A complete, unaltered copy of the listing is needed. Write it out.

————

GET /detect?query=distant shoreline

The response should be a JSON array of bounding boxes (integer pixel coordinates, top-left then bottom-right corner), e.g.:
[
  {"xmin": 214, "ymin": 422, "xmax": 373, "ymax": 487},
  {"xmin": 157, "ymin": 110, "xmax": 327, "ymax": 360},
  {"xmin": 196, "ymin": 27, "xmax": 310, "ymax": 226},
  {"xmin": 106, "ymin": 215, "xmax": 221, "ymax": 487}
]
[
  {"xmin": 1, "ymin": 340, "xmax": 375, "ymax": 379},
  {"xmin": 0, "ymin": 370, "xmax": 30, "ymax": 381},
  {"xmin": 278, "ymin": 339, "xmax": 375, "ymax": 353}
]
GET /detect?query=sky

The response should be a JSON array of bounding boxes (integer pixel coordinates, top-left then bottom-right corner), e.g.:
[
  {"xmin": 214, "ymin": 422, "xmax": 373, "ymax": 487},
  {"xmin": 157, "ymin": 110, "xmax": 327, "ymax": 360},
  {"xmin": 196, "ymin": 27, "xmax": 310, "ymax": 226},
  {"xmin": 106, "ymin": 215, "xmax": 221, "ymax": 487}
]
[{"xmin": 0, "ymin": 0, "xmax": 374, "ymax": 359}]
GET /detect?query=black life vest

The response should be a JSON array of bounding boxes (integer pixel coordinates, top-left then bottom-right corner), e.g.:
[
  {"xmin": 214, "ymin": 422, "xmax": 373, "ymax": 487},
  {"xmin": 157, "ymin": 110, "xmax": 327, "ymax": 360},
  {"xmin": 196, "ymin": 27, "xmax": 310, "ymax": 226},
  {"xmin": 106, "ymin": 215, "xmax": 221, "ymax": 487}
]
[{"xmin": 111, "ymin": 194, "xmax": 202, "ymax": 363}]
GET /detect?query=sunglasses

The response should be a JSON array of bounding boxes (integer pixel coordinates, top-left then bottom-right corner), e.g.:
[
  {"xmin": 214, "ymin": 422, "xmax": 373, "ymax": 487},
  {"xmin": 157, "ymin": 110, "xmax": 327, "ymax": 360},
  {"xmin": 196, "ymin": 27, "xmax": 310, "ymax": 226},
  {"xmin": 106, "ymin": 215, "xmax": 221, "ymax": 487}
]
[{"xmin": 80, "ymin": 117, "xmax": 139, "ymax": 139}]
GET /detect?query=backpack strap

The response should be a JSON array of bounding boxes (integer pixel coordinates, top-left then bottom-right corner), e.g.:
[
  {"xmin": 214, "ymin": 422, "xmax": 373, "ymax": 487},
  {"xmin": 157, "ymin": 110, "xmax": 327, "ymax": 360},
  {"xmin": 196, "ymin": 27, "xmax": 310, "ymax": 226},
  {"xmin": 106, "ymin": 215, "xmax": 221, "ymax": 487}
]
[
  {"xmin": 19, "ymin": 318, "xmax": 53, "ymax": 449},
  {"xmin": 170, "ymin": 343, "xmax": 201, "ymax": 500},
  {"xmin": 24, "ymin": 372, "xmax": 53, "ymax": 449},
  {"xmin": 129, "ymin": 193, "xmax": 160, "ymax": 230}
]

————

*Response area:*
GET /detect?query=distant shoreline

The response should be a JSON array of bounding boxes (integer pixel coordinates, top-left then bottom-right corner), e.g.:
[
  {"xmin": 214, "ymin": 422, "xmax": 373, "ymax": 487},
  {"xmin": 157, "ymin": 110, "xmax": 327, "ymax": 360},
  {"xmin": 196, "ymin": 27, "xmax": 310, "ymax": 226},
  {"xmin": 106, "ymin": 215, "xmax": 221, "ymax": 487}
]
[
  {"xmin": 1, "ymin": 340, "xmax": 375, "ymax": 379},
  {"xmin": 0, "ymin": 370, "xmax": 30, "ymax": 381},
  {"xmin": 278, "ymin": 339, "xmax": 375, "ymax": 353}
]
GET /detect?query=sky

The response should be a JSON array of bounding boxes (integer pixel coordinates, top-left then bottom-right corner), e.g.:
[
  {"xmin": 214, "ymin": 422, "xmax": 373, "ymax": 487},
  {"xmin": 157, "ymin": 110, "xmax": 327, "ymax": 360},
  {"xmin": 196, "ymin": 27, "xmax": 310, "ymax": 226},
  {"xmin": 106, "ymin": 215, "xmax": 221, "ymax": 487}
]
[{"xmin": 0, "ymin": 0, "xmax": 374, "ymax": 359}]
GET /detect?query=black life vest

The response should be a JSON array of bounding boxes (integer pixel coordinates, top-left then bottom-right corner), e.g.:
[
  {"xmin": 214, "ymin": 422, "xmax": 373, "ymax": 487},
  {"xmin": 157, "ymin": 110, "xmax": 327, "ymax": 360},
  {"xmin": 196, "ymin": 27, "xmax": 310, "ymax": 226},
  {"xmin": 106, "ymin": 215, "xmax": 221, "ymax": 487}
]
[{"xmin": 111, "ymin": 194, "xmax": 202, "ymax": 363}]
GET /detect?query=sunglasses

The response should be a JSON array of bounding boxes (integer pixel coordinates, top-left then bottom-right corner), e.g.:
[
  {"xmin": 214, "ymin": 422, "xmax": 373, "ymax": 487},
  {"xmin": 157, "ymin": 110, "xmax": 327, "ymax": 360},
  {"xmin": 196, "ymin": 27, "xmax": 310, "ymax": 226},
  {"xmin": 106, "ymin": 215, "xmax": 221, "ymax": 487}
]
[{"xmin": 80, "ymin": 117, "xmax": 139, "ymax": 139}]
GET /detect?query=backpack strap

The response should be a JSON array of bounding boxes (integer pixel coordinates, top-left then bottom-right corner), e.g.:
[
  {"xmin": 214, "ymin": 422, "xmax": 373, "ymax": 487},
  {"xmin": 157, "ymin": 110, "xmax": 327, "ymax": 360},
  {"xmin": 196, "ymin": 27, "xmax": 310, "ymax": 226},
  {"xmin": 106, "ymin": 215, "xmax": 221, "ymax": 487}
]
[
  {"xmin": 19, "ymin": 318, "xmax": 53, "ymax": 449},
  {"xmin": 170, "ymin": 343, "xmax": 201, "ymax": 500},
  {"xmin": 24, "ymin": 372, "xmax": 53, "ymax": 449},
  {"xmin": 129, "ymin": 193, "xmax": 160, "ymax": 230}
]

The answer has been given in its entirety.